Prompt :: Please pull out each line below that contains the word "gear" and copy those lines unchanged.

** START Data excerpts **

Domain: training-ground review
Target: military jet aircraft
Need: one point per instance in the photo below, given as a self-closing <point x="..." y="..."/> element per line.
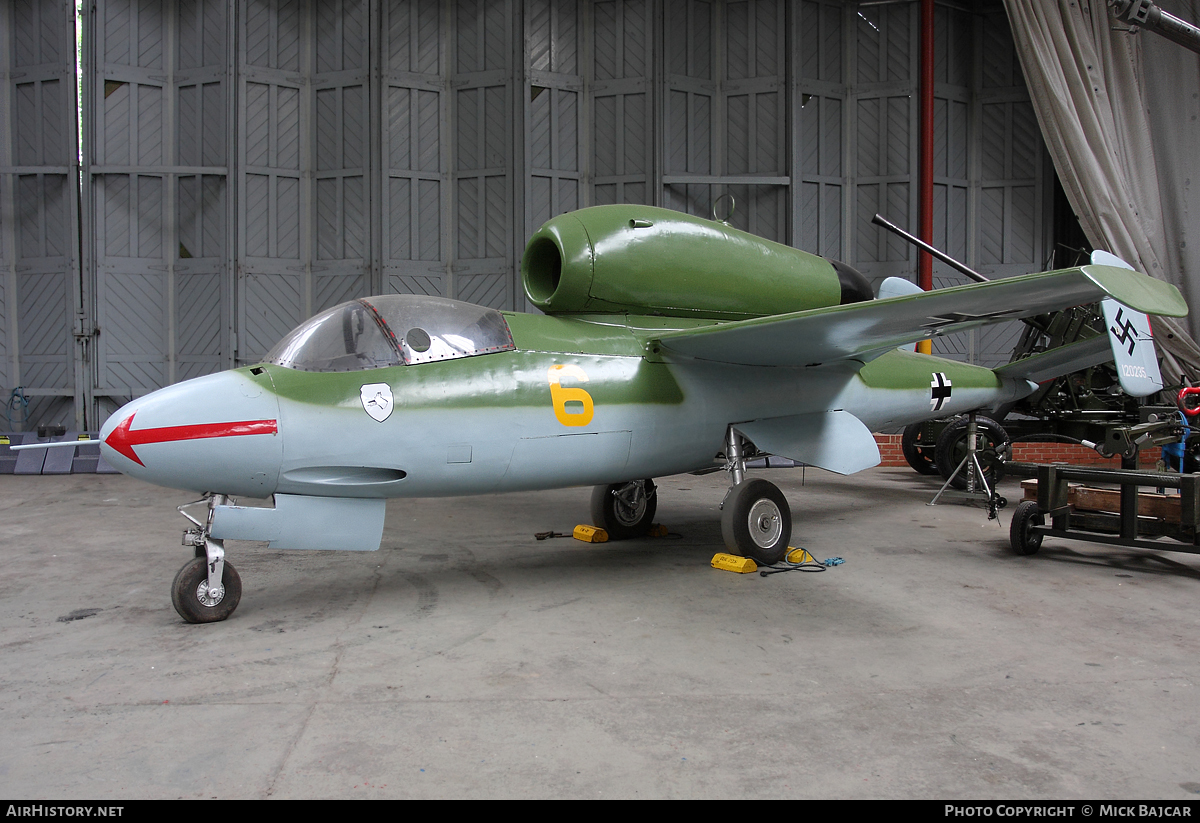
<point x="666" y="342"/>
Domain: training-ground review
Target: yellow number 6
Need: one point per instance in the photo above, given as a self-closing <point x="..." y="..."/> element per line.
<point x="561" y="396"/>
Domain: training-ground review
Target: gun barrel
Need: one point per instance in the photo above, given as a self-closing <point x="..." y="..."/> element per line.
<point x="921" y="244"/>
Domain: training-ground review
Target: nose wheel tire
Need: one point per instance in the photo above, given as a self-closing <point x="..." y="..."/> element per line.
<point x="756" y="521"/>
<point x="625" y="510"/>
<point x="191" y="598"/>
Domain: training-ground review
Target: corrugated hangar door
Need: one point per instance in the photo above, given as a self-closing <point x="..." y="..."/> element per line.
<point x="725" y="113"/>
<point x="304" y="144"/>
<point x="157" y="89"/>
<point x="40" y="284"/>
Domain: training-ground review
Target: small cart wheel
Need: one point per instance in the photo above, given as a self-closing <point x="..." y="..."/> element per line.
<point x="191" y="598"/>
<point x="1020" y="533"/>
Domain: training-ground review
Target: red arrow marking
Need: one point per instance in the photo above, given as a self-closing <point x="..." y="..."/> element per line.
<point x="123" y="438"/>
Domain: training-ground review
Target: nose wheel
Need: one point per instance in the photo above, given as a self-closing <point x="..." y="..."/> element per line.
<point x="197" y="601"/>
<point x="208" y="588"/>
<point x="756" y="521"/>
<point x="625" y="510"/>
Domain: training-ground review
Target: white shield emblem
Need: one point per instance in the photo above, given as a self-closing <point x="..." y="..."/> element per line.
<point x="376" y="400"/>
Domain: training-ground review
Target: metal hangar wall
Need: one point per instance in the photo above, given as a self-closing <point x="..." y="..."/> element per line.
<point x="245" y="163"/>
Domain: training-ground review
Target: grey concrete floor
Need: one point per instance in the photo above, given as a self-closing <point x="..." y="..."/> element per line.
<point x="466" y="659"/>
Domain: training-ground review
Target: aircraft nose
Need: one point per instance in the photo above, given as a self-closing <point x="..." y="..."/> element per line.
<point x="216" y="433"/>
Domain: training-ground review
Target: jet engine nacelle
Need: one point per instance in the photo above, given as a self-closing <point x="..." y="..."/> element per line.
<point x="647" y="260"/>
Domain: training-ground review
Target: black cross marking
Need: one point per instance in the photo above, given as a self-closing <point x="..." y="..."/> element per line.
<point x="939" y="391"/>
<point x="1127" y="332"/>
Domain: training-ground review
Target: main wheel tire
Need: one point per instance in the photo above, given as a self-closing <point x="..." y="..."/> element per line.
<point x="1019" y="532"/>
<point x="756" y="522"/>
<point x="918" y="448"/>
<point x="625" y="510"/>
<point x="190" y="593"/>
<point x="952" y="448"/>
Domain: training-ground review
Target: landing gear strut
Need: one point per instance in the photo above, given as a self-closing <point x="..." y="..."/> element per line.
<point x="207" y="589"/>
<point x="756" y="521"/>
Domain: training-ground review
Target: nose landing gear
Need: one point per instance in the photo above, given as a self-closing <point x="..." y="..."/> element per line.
<point x="207" y="589"/>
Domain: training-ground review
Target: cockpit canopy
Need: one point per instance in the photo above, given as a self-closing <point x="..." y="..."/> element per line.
<point x="391" y="330"/>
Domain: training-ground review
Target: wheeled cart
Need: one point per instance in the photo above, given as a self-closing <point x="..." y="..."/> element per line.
<point x="1053" y="514"/>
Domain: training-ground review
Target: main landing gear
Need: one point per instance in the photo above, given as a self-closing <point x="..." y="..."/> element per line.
<point x="207" y="589"/>
<point x="756" y="521"/>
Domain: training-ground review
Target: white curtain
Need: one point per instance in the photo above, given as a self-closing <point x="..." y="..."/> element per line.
<point x="1120" y="113"/>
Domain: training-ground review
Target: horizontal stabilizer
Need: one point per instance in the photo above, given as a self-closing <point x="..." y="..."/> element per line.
<point x="865" y="330"/>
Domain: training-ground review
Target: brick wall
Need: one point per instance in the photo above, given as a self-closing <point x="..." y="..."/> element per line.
<point x="1027" y="452"/>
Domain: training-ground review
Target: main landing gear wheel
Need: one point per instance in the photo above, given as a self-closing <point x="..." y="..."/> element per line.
<point x="191" y="598"/>
<point x="625" y="510"/>
<point x="918" y="449"/>
<point x="1020" y="535"/>
<point x="756" y="521"/>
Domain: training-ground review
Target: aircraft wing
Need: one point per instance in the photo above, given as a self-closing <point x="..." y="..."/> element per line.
<point x="865" y="330"/>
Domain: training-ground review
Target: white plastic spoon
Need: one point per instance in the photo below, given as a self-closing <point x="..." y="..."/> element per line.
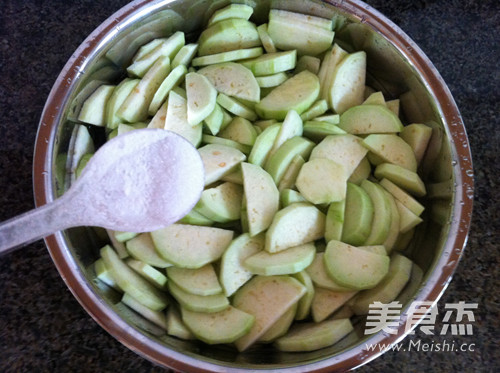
<point x="139" y="181"/>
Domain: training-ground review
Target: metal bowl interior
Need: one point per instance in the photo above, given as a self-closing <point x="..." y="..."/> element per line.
<point x="395" y="65"/>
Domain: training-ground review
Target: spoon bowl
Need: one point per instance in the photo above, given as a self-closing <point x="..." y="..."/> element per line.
<point x="140" y="181"/>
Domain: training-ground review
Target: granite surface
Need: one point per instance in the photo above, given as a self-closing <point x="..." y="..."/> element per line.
<point x="42" y="326"/>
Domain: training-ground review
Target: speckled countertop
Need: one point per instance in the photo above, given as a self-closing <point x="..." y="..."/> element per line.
<point x="44" y="329"/>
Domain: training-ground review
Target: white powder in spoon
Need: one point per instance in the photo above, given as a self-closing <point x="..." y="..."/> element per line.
<point x="140" y="181"/>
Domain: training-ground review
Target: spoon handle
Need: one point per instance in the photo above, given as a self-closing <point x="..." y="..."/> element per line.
<point x="35" y="224"/>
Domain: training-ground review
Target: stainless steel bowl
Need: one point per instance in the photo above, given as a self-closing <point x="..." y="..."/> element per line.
<point x="395" y="65"/>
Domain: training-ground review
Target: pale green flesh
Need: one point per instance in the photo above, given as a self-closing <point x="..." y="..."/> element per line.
<point x="307" y="39"/>
<point x="198" y="303"/>
<point x="200" y="281"/>
<point x="285" y="262"/>
<point x="222" y="203"/>
<point x="392" y="149"/>
<point x="262" y="197"/>
<point x="142" y="248"/>
<point x="151" y="274"/>
<point x="176" y="119"/>
<point x="308" y="63"/>
<point x="388" y="289"/>
<point x="131" y="282"/>
<point x="319" y="276"/>
<point x="104" y="275"/>
<point x="344" y="149"/>
<point x="381" y="221"/>
<point x="225" y="326"/>
<point x="290" y="176"/>
<point x="319" y="108"/>
<point x="136" y="105"/>
<point x="403" y="178"/>
<point x="175" y="325"/>
<point x="155" y="317"/>
<point x="295" y="225"/>
<point x="242" y="11"/>
<point x="280" y="327"/>
<point x="240" y="130"/>
<point x="291" y="127"/>
<point x="215" y="120"/>
<point x="278" y="163"/>
<point x="285" y="98"/>
<point x="93" y="110"/>
<point x="326" y="302"/>
<point x="267" y="298"/>
<point x="190" y="246"/>
<point x="304" y="305"/>
<point x="208" y="139"/>
<point x="417" y="136"/>
<point x="311" y="336"/>
<point x="289" y="196"/>
<point x="271" y="63"/>
<point x="358" y="216"/>
<point x="219" y="160"/>
<point x="367" y="119"/>
<point x="322" y="180"/>
<point x="193" y="217"/>
<point x="172" y="80"/>
<point x="185" y="55"/>
<point x="201" y="98"/>
<point x="354" y="268"/>
<point x="263" y="145"/>
<point x="335" y="221"/>
<point x="234" y="107"/>
<point x="226" y="35"/>
<point x="233" y="79"/>
<point x="299" y="18"/>
<point x="239" y="54"/>
<point x="348" y="83"/>
<point x="233" y="274"/>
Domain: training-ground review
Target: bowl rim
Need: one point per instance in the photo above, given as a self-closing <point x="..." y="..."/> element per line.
<point x="436" y="281"/>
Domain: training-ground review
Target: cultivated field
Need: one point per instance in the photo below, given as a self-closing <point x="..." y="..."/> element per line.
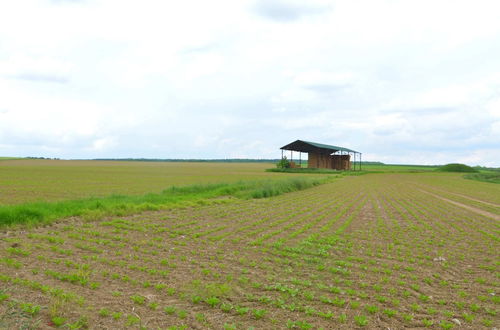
<point x="28" y="180"/>
<point x="379" y="250"/>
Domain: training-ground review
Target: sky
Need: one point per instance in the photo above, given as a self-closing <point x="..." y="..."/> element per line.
<point x="411" y="82"/>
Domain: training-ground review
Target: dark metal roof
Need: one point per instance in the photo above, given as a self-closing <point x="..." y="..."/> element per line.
<point x="306" y="146"/>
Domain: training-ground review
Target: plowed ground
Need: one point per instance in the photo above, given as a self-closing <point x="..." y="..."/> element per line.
<point x="372" y="251"/>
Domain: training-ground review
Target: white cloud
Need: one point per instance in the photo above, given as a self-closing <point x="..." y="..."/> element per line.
<point x="203" y="79"/>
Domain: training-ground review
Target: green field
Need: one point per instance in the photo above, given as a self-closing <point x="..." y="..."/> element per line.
<point x="52" y="180"/>
<point x="390" y="249"/>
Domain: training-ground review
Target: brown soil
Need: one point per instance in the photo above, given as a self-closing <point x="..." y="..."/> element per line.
<point x="363" y="249"/>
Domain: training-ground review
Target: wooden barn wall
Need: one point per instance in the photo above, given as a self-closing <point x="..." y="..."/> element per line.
<point x="341" y="162"/>
<point x="336" y="162"/>
<point x="317" y="160"/>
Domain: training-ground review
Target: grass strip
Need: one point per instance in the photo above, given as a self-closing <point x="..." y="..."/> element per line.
<point x="32" y="214"/>
<point x="493" y="177"/>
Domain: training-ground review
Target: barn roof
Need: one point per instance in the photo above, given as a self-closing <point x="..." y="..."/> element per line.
<point x="306" y="146"/>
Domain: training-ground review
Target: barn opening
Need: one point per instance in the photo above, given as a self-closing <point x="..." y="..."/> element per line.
<point x="323" y="156"/>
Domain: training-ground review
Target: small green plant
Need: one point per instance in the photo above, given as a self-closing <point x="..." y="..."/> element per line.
<point x="58" y="320"/>
<point x="225" y="307"/>
<point x="212" y="301"/>
<point x="372" y="309"/>
<point x="389" y="312"/>
<point x="30" y="308"/>
<point x="242" y="310"/>
<point x="361" y="320"/>
<point x="446" y="325"/>
<point x="3" y="297"/>
<point x="170" y="310"/>
<point x="200" y="317"/>
<point x="427" y="322"/>
<point x="182" y="314"/>
<point x="104" y="312"/>
<point x="259" y="313"/>
<point x="117" y="315"/>
<point x="132" y="320"/>
<point x="139" y="300"/>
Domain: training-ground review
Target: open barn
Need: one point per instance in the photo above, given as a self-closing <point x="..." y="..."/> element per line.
<point x="324" y="155"/>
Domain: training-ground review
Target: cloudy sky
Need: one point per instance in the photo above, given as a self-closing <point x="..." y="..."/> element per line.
<point x="401" y="81"/>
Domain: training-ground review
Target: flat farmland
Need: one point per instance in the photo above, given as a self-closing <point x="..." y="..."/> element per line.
<point x="390" y="250"/>
<point x="28" y="180"/>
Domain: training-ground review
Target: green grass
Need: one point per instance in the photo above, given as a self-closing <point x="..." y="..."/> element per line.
<point x="455" y="167"/>
<point x="36" y="180"/>
<point x="31" y="214"/>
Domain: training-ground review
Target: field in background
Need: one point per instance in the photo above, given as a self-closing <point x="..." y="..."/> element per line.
<point x="379" y="250"/>
<point x="30" y="180"/>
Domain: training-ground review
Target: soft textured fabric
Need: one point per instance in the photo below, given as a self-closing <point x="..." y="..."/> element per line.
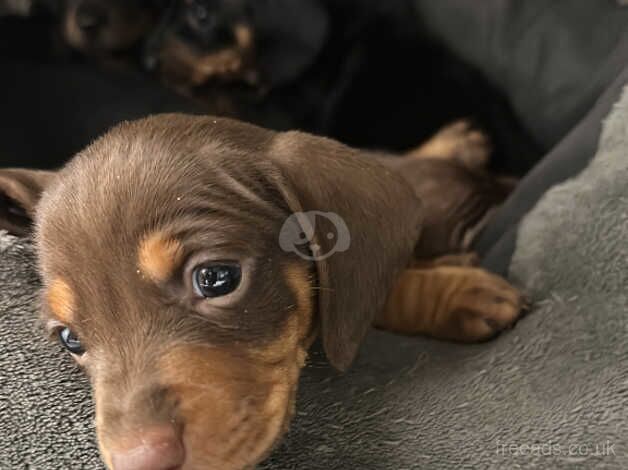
<point x="496" y="243"/>
<point x="551" y="393"/>
<point x="553" y="59"/>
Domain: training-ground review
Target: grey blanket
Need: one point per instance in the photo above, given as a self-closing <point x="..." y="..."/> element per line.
<point x="551" y="393"/>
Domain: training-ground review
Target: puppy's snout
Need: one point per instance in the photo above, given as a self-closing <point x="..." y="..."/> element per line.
<point x="91" y="16"/>
<point x="155" y="449"/>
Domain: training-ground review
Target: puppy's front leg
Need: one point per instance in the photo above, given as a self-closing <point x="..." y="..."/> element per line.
<point x="458" y="303"/>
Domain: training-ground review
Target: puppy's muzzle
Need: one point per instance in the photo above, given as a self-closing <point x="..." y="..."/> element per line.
<point x="159" y="448"/>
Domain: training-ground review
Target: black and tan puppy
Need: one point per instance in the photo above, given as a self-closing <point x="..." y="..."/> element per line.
<point x="104" y="27"/>
<point x="189" y="262"/>
<point x="261" y="42"/>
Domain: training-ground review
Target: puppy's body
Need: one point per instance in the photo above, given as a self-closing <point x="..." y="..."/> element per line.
<point x="186" y="379"/>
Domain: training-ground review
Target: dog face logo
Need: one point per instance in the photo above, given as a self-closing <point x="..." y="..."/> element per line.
<point x="297" y="235"/>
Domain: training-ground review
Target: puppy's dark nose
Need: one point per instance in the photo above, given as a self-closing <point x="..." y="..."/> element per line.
<point x="158" y="448"/>
<point x="91" y="16"/>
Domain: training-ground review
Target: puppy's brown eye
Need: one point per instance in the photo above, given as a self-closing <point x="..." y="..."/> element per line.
<point x="70" y="341"/>
<point x="215" y="280"/>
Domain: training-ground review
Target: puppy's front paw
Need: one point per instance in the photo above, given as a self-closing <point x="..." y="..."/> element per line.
<point x="486" y="305"/>
<point x="458" y="141"/>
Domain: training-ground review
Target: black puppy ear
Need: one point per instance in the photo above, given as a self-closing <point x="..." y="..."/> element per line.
<point x="290" y="35"/>
<point x="361" y="220"/>
<point x="20" y="190"/>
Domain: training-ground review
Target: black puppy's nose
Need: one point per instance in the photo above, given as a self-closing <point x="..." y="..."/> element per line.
<point x="91" y="16"/>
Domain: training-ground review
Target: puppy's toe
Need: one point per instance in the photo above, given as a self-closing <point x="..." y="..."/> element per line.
<point x="458" y="141"/>
<point x="487" y="308"/>
<point x="472" y="147"/>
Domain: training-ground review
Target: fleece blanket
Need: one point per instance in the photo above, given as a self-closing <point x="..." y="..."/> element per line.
<point x="550" y="393"/>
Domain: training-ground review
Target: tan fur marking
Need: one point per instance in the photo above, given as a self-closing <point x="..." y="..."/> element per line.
<point x="60" y="300"/>
<point x="158" y="256"/>
<point x="291" y="345"/>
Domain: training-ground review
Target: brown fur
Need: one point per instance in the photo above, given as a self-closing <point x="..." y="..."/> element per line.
<point x="219" y="376"/>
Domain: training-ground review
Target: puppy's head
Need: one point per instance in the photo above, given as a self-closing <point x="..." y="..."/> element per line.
<point x="98" y="27"/>
<point x="169" y="273"/>
<point x="260" y="42"/>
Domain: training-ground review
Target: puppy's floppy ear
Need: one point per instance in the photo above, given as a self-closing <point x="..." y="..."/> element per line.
<point x="336" y="191"/>
<point x="291" y="34"/>
<point x="20" y="190"/>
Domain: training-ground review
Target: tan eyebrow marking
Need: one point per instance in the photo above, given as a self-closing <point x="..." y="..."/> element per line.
<point x="60" y="299"/>
<point x="158" y="256"/>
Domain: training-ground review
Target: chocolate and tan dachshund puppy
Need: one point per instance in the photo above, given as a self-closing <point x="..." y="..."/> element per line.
<point x="169" y="274"/>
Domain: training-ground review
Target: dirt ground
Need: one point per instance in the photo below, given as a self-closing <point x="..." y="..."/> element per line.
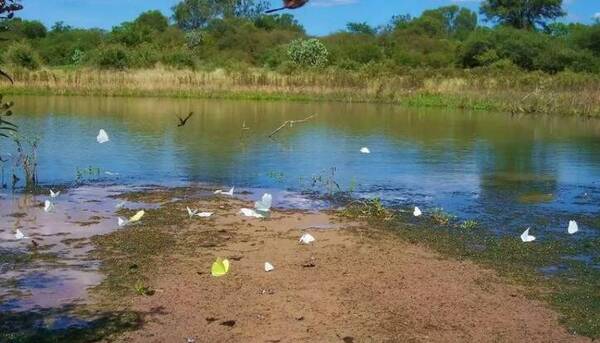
<point x="351" y="285"/>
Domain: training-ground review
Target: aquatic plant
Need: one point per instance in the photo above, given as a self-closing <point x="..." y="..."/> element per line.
<point x="27" y="160"/>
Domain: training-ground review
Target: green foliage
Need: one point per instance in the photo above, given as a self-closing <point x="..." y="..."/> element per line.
<point x="196" y="14"/>
<point x="21" y="54"/>
<point x="112" y="57"/>
<point x="362" y="28"/>
<point x="308" y="53"/>
<point x="235" y="34"/>
<point x="522" y="14"/>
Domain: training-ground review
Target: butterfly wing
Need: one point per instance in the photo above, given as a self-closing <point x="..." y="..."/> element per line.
<point x="137" y="216"/>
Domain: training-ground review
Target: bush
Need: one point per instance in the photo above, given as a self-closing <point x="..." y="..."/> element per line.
<point x="22" y="55"/>
<point x="308" y="53"/>
<point x="112" y="57"/>
<point x="179" y="58"/>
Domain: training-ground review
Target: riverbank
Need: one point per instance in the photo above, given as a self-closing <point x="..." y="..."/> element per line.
<point x="355" y="283"/>
<point x="519" y="92"/>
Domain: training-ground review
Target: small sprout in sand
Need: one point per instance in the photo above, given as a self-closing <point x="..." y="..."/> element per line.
<point x="141" y="289"/>
<point x="20" y="235"/>
<point x="48" y="206"/>
<point x="220" y="267"/>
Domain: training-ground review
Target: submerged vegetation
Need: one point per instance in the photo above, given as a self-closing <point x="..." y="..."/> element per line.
<point x="441" y="58"/>
<point x="550" y="269"/>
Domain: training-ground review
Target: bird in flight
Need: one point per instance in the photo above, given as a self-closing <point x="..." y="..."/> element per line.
<point x="290" y="5"/>
<point x="182" y="122"/>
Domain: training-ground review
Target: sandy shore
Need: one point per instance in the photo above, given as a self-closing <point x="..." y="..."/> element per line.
<point x="354" y="284"/>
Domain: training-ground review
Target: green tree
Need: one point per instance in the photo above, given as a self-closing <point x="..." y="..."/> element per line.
<point x="522" y="14"/>
<point x="196" y="14"/>
<point x="455" y="21"/>
<point x="363" y="28"/>
<point x="308" y="53"/>
<point x="154" y="20"/>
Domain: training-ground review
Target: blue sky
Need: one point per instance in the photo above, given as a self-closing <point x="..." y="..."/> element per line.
<point x="319" y="17"/>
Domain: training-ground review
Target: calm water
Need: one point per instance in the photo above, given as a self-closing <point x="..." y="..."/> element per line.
<point x="506" y="172"/>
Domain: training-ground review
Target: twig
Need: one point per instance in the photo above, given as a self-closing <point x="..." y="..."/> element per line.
<point x="291" y="124"/>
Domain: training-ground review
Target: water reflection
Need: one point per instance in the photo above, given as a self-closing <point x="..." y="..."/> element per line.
<point x="507" y="172"/>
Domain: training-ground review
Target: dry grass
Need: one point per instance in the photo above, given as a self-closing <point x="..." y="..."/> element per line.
<point x="566" y="93"/>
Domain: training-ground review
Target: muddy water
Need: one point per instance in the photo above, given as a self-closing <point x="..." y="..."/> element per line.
<point x="504" y="171"/>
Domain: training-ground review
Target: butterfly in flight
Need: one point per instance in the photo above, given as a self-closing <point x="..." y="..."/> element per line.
<point x="289" y="5"/>
<point x="182" y="122"/>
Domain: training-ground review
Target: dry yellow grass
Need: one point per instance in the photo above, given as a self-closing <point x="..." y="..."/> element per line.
<point x="521" y="93"/>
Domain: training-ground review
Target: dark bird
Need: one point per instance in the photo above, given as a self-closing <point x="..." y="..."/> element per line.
<point x="289" y="5"/>
<point x="182" y="122"/>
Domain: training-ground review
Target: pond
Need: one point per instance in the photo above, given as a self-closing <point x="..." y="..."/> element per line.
<point x="506" y="172"/>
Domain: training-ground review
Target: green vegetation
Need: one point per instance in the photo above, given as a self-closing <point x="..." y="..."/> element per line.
<point x="236" y="35"/>
<point x="551" y="270"/>
<point x="442" y="58"/>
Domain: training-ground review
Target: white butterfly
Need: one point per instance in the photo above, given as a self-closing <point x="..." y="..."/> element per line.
<point x="526" y="237"/>
<point x="102" y="137"/>
<point x="230" y="192"/>
<point x="264" y="205"/>
<point x="122" y="222"/>
<point x="417" y="212"/>
<point x="48" y="206"/>
<point x="251" y="213"/>
<point x="19" y="235"/>
<point x="191" y="212"/>
<point x="137" y="217"/>
<point x="307" y="238"/>
<point x="573" y="227"/>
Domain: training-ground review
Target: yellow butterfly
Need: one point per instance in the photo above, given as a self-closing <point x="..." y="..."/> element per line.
<point x="220" y="267"/>
<point x="137" y="216"/>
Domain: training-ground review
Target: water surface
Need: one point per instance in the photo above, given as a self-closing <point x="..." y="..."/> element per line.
<point x="507" y="172"/>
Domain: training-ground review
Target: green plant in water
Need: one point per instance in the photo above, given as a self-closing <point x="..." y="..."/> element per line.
<point x="86" y="174"/>
<point x="327" y="183"/>
<point x="469" y="225"/>
<point x="441" y="217"/>
<point x="27" y="159"/>
<point x="142" y="289"/>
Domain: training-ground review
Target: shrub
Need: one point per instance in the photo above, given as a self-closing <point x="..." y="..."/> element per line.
<point x="309" y="53"/>
<point x="112" y="57"/>
<point x="22" y="55"/>
<point x="179" y="58"/>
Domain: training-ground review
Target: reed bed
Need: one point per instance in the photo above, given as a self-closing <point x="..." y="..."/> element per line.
<point x="516" y="92"/>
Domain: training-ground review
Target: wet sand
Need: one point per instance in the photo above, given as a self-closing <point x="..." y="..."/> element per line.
<point x="354" y="284"/>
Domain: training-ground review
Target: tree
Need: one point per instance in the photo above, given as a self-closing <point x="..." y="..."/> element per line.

** END Data excerpts **

Full output ::
Target: landing gear strut
Target: nose landing gear
Target: main landing gear
Target: main landing gear wheel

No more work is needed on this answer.